(Task instructions)
In the article about Bob Greenstein, how many employees did the Center on Budget and Policy Priorities have when he started it in 1981?

(Provided text)
:::

At the start of his administration, Bill Clinton was strategizing with top economic advisers Bob Rubin and Gene Sperling. Rubin, who had been co-chair of Goldman Sachs, was no stranger to Washington but wondered: Who was this Bob Greenstein they kept citing?

On programs affecting poor people, Greenstein is the gold standard, they explained. “He really is,” recalls Rubin, who has turned to Greenstein repeatedly over the ensuing quarter century.

In a town that thrives on self-promotion, Bob Greenstein is an outlier. Over the past four decades he has been the most influential advocate — even more than those overpaid K Street influence peddlers. The Washington Post’s Steve Pearlstein called him a “powerhouse for the poor.”

Next week he’s stepping down as the head of the Center on Budget and Policy Priorities (CBPP), which he started in 1981. It is the end of an era.

Greenstein was an official at the Department of Agriculture in the late 1970s when he once defeated Sen. Jesse Helms on a food assistance controversy; later, while eating lunch at the Capitol, he was surprised when the North Carolina conservative walked up and said, “You beat me fair and square.”

In 1981 Greenstein started the CBPP with four employees. Today there are more than 150, and it is a major player in any debate about poverty-related issues.

He has passionately advocated — with much success — liberal causes such as: expanding food stamps, particularly fending off efforts to turn the program into block grants which would have meant cutbacks; expanding the earned income tax credit for the working poor; providing more Medicaid benefits, and pushing for refundability of tax credits, so the less well-off also benefit.

:::

(Stored data)

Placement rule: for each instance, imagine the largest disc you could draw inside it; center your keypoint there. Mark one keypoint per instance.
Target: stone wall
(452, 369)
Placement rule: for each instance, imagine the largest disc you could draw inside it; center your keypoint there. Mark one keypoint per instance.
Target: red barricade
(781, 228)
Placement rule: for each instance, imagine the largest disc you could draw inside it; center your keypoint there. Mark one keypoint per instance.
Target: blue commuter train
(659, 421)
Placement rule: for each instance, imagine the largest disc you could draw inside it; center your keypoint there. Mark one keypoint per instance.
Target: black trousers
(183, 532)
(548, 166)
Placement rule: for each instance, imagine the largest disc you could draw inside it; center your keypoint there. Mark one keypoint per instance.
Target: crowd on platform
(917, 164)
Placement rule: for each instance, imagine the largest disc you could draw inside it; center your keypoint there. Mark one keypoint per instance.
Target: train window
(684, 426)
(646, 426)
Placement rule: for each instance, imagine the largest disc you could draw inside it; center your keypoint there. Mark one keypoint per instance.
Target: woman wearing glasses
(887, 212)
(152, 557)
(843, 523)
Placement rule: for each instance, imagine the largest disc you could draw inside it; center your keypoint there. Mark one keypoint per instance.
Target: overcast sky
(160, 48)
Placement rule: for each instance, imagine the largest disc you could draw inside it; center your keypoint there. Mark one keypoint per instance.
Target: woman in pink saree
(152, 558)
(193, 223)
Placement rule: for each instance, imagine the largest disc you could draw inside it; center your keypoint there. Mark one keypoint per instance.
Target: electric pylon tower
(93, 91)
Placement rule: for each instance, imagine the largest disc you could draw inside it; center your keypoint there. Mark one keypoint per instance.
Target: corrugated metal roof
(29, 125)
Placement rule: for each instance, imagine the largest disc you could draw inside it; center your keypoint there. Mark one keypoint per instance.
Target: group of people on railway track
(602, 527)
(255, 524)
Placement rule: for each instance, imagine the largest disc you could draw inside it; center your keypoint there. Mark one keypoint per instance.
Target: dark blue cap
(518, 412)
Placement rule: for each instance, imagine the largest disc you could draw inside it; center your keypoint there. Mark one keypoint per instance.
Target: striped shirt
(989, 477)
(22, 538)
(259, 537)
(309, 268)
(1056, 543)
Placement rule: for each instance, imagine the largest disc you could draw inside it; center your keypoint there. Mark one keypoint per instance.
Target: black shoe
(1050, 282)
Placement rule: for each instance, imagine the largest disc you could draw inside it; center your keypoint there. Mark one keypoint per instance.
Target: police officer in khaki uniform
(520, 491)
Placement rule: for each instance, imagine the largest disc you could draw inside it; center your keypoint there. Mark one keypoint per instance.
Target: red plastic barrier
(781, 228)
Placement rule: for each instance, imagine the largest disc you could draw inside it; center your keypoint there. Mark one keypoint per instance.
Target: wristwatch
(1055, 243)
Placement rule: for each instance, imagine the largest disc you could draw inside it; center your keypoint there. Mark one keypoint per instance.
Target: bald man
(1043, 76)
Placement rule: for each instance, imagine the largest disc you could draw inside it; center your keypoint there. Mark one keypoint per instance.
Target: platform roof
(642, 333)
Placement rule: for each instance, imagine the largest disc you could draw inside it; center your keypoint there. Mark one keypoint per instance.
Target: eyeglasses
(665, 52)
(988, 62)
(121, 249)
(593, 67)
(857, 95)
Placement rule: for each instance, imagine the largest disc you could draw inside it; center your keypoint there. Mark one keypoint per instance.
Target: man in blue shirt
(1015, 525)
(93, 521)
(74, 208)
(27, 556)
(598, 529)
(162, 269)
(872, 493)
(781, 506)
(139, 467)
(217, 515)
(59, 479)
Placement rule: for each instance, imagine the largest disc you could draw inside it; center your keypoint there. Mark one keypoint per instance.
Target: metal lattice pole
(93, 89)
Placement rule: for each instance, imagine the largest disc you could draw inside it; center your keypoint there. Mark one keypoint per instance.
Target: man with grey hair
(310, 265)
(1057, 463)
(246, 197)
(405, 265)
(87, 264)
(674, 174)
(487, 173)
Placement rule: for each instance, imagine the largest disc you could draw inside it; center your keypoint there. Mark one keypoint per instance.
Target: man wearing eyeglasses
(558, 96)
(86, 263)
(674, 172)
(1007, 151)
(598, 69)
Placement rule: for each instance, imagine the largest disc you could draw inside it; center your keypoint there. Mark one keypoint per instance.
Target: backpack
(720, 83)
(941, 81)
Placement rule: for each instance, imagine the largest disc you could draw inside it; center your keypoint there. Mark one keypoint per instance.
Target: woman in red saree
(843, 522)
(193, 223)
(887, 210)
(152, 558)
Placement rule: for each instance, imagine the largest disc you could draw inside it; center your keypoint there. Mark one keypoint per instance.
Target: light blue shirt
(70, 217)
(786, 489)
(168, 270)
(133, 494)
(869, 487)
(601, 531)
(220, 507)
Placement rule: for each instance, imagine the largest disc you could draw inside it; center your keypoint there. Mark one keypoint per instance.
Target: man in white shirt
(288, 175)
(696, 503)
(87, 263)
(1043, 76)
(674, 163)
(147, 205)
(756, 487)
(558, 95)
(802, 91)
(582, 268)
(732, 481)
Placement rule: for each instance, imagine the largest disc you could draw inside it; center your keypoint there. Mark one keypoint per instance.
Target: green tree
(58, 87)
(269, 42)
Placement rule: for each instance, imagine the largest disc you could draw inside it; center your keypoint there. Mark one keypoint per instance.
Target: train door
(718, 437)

:::

(Written response)
Four employees.